• **What this task involves**
Show every line of the data below that contains the word "trousers", copying each such line in full. Case counts.

(Entries from a point annotation set)
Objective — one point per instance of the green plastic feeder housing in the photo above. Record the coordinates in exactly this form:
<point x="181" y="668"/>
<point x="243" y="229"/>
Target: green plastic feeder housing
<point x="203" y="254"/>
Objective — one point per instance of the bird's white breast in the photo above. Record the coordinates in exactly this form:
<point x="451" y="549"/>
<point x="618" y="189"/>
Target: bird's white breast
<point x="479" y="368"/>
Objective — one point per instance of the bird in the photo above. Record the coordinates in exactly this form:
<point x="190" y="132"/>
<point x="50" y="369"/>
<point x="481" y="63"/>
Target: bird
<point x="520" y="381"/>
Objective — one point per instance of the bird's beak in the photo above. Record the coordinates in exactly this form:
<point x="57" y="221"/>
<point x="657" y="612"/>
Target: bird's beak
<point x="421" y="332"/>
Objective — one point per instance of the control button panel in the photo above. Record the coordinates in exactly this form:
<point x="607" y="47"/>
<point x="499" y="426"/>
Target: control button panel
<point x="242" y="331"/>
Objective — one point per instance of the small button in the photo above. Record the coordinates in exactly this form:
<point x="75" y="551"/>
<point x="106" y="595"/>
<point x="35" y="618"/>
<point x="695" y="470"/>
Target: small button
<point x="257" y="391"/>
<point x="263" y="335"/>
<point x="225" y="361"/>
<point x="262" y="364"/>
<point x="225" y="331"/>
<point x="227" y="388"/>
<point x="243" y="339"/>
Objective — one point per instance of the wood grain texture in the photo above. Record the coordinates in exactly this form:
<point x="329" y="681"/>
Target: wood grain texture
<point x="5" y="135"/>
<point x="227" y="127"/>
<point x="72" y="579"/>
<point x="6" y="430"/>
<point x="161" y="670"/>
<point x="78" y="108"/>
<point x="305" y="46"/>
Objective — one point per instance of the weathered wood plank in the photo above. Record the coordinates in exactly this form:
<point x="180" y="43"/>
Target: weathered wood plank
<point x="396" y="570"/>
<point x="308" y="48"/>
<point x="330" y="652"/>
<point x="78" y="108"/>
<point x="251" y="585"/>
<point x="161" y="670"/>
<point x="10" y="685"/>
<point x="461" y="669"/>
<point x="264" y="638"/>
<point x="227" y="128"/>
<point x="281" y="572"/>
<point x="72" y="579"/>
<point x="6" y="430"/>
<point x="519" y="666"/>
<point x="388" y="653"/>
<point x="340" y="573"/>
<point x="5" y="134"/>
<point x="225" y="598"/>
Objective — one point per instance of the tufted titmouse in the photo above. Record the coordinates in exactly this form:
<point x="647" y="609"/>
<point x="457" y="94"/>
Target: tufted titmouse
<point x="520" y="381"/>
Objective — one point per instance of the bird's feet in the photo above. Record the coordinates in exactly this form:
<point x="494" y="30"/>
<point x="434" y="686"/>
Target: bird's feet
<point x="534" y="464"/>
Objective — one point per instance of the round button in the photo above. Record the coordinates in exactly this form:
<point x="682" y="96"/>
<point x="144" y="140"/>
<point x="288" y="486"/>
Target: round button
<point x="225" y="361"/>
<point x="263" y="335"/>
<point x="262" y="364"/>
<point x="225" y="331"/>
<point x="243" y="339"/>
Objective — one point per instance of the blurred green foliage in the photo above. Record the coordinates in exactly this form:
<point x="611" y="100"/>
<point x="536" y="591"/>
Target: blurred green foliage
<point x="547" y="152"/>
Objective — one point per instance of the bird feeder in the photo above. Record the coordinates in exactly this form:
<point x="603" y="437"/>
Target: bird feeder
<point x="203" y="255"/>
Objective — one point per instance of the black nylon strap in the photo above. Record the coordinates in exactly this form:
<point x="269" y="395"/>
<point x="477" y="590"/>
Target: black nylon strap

* * *

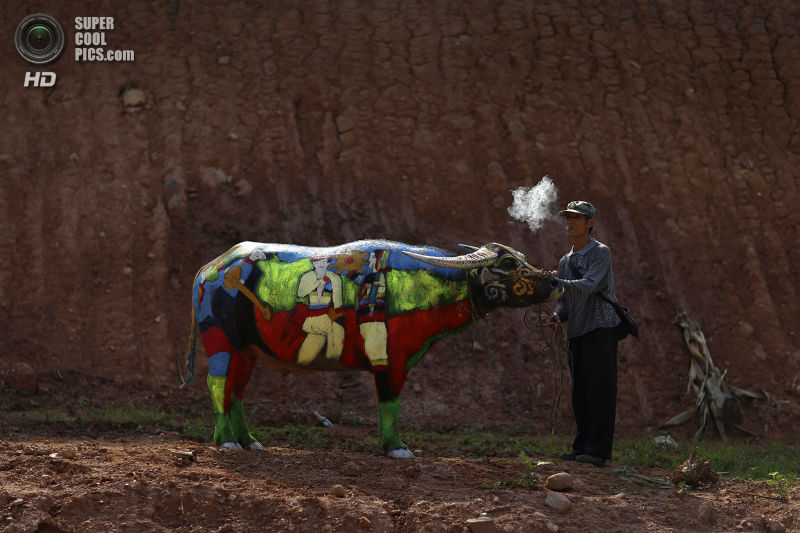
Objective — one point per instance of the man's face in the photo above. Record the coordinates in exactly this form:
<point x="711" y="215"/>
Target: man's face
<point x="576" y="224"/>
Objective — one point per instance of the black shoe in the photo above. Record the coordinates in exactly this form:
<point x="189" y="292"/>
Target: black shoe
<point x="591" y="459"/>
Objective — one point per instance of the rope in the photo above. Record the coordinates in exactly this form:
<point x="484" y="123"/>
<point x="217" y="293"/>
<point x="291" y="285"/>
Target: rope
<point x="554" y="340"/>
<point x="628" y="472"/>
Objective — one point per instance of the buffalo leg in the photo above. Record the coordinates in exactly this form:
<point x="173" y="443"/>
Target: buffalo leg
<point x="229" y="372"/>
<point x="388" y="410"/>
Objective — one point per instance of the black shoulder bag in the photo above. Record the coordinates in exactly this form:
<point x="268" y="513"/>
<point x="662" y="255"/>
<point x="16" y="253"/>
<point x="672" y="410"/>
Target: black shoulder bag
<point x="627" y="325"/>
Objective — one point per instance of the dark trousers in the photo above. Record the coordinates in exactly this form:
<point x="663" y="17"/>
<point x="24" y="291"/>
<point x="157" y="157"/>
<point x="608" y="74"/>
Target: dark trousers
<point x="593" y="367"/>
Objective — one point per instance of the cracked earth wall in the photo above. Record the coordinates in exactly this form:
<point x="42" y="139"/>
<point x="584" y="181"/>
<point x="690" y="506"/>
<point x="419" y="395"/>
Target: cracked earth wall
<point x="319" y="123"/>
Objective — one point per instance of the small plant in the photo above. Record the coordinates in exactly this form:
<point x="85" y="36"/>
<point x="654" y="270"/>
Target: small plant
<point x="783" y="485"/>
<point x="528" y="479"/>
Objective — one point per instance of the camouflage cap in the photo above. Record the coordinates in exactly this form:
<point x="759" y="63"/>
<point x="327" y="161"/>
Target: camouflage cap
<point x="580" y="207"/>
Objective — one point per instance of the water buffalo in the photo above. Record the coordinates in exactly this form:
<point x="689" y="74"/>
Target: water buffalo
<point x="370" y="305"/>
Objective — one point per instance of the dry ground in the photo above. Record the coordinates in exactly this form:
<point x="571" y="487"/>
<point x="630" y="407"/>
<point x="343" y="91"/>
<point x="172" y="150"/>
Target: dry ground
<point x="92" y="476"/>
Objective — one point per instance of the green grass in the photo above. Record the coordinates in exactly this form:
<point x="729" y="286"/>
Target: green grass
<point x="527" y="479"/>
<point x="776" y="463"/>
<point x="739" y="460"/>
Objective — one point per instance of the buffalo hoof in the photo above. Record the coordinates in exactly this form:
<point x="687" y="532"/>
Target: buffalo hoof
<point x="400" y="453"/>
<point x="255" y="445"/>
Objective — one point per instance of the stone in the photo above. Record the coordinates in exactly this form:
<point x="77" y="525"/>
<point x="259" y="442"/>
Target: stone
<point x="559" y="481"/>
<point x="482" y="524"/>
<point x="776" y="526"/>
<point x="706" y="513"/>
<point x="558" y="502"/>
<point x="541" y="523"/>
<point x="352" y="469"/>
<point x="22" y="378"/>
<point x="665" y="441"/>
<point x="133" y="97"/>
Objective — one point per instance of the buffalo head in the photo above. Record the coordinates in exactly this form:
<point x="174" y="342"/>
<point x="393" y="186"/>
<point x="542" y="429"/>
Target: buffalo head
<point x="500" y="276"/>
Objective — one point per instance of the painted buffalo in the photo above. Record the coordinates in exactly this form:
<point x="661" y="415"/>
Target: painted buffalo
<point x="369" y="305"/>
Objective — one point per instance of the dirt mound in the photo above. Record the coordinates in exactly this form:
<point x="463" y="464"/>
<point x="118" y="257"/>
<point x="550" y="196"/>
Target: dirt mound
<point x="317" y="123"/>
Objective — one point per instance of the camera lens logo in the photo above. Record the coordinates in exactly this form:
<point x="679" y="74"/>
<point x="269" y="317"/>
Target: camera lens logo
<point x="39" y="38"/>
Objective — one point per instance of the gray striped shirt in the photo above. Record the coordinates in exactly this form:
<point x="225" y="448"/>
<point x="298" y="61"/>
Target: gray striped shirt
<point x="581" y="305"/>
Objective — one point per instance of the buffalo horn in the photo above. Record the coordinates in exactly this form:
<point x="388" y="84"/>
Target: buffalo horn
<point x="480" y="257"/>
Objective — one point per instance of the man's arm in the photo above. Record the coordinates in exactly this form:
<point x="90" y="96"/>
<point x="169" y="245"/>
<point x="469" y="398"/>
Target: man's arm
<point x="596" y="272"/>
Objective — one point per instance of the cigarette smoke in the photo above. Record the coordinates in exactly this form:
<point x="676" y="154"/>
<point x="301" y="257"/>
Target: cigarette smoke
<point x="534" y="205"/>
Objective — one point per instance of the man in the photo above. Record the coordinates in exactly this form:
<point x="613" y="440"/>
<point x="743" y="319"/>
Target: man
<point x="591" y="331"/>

• **Reply to the exercise**
Objective — one point per instance of the dark trousers in the photo above. Record the coordinates in exactly this form:
Target: dark trousers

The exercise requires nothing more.